> AVAILABLE RECORDS:
=-=-=

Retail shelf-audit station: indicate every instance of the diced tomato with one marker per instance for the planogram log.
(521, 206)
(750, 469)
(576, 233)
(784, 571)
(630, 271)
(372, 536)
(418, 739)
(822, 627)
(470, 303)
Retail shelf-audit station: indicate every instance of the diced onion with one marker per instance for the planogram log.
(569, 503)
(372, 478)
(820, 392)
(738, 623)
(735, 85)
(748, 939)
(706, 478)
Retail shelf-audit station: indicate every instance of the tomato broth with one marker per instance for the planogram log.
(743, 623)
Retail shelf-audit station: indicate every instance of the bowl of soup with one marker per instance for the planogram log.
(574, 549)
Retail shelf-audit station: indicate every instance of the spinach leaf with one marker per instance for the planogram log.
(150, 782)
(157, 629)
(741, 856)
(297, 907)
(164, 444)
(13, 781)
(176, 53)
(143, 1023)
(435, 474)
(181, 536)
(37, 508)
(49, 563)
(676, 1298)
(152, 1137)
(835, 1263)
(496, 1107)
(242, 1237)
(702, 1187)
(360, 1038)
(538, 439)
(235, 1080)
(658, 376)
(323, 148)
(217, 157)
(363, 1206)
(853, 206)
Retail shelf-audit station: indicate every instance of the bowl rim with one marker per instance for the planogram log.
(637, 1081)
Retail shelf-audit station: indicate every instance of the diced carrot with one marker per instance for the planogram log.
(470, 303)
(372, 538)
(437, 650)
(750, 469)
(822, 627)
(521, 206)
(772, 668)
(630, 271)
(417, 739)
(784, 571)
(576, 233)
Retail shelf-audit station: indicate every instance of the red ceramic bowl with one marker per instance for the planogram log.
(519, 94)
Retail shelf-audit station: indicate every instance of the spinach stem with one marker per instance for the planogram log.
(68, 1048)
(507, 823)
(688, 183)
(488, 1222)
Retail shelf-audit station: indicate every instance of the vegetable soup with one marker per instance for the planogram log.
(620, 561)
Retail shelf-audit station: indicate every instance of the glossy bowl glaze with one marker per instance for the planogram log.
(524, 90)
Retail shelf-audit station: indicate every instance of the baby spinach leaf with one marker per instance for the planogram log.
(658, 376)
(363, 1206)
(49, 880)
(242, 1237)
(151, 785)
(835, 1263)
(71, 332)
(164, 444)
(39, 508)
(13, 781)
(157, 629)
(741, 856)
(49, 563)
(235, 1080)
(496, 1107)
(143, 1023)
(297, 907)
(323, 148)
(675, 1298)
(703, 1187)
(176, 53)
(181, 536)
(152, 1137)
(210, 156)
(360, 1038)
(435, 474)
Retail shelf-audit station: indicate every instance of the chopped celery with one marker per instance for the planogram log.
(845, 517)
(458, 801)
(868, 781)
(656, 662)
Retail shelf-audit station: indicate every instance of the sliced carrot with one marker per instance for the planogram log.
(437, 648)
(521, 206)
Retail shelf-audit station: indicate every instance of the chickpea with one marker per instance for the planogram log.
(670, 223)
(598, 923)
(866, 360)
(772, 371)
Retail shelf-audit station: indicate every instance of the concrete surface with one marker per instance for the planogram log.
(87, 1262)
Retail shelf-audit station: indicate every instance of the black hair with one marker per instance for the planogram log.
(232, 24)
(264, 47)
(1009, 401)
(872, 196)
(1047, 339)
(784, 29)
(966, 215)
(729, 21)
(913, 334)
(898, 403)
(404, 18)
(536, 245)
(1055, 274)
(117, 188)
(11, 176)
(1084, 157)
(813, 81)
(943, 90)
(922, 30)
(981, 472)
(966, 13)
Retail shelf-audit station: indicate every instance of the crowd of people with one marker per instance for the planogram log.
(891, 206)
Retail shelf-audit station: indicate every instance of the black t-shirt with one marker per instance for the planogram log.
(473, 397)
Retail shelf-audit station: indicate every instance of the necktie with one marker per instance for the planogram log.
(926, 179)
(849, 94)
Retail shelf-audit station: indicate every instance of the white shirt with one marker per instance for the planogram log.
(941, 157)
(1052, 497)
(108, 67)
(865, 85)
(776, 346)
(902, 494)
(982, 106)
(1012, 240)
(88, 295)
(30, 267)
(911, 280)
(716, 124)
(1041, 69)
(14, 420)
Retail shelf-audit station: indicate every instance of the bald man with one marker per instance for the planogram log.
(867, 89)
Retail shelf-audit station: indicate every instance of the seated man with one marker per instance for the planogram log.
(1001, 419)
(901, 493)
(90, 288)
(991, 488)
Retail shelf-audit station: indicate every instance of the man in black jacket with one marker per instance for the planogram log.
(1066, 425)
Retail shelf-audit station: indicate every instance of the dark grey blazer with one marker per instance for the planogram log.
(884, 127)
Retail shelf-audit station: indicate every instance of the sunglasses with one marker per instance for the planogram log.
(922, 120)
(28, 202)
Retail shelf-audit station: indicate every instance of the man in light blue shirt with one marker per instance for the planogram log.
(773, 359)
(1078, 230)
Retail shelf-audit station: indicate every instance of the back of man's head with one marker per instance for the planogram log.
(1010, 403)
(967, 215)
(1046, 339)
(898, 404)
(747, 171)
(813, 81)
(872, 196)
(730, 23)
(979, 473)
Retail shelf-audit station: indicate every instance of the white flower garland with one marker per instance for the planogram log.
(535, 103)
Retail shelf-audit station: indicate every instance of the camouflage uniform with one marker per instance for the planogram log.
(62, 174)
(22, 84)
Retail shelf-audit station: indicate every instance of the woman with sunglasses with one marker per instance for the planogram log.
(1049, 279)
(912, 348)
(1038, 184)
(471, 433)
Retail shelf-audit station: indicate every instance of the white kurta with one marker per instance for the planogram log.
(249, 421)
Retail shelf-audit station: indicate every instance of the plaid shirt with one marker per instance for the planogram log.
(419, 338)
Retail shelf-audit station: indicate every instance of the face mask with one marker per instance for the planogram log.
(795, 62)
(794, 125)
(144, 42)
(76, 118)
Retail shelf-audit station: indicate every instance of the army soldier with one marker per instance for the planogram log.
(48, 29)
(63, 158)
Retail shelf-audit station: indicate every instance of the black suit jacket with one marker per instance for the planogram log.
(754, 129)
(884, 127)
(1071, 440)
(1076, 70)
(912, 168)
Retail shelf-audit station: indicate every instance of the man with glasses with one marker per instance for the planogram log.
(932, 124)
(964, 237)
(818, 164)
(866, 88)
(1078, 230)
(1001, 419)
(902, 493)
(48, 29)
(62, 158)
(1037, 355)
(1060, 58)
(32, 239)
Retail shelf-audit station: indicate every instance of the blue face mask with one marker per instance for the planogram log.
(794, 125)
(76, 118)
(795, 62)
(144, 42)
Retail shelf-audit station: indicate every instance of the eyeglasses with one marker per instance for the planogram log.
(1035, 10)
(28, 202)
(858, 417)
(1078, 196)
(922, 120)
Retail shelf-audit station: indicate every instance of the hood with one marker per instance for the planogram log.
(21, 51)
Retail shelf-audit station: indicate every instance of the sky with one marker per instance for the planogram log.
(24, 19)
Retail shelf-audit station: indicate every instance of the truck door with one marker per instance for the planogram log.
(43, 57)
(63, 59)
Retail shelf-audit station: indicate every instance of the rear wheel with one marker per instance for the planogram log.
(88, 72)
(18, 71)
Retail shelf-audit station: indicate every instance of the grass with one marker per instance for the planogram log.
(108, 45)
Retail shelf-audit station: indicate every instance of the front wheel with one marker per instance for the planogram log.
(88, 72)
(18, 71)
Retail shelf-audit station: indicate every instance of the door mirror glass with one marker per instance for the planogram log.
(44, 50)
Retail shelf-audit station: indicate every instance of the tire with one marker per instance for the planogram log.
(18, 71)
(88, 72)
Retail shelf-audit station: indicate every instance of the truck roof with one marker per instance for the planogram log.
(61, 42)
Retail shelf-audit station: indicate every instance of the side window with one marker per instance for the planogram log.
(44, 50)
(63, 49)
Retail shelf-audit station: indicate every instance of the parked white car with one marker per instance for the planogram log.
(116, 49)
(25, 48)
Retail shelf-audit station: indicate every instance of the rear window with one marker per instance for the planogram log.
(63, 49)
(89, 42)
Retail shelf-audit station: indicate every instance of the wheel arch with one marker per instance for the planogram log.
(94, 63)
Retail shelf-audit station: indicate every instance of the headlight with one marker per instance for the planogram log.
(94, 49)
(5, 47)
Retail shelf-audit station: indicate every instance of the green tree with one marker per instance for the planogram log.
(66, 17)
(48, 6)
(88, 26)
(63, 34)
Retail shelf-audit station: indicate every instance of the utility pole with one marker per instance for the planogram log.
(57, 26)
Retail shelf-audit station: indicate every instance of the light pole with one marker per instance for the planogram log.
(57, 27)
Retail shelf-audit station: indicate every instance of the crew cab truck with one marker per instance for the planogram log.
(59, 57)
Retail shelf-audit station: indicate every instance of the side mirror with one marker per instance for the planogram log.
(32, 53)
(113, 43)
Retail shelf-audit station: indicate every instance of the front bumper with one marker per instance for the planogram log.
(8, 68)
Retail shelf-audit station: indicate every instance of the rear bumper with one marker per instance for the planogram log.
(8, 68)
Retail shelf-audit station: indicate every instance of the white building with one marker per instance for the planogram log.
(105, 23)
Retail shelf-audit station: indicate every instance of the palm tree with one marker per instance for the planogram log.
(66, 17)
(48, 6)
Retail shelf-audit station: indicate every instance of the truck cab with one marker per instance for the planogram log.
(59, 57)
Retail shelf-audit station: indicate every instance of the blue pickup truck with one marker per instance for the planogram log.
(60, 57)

=-=-=

> WHAT YOU ARE ASKED TO DO: All lines from the one containing "Retail shelf-audit station: indicate every instance of the palm" through the end of the data, and no others, are to be given again word for word.

> SOLUTION TO THIS TASK:
Retail shelf-audit station: indicate every instance of the palm tree with one marker per instance for the planogram log.
(66, 17)
(48, 6)
Retail shelf-audit station: indicate every instance of the truck cab with one marker per instance for the planogram log.
(59, 57)
Retail shelf-audit station: indicate every instance of the blue pickup truck with one marker per instance for the planogram log.
(60, 57)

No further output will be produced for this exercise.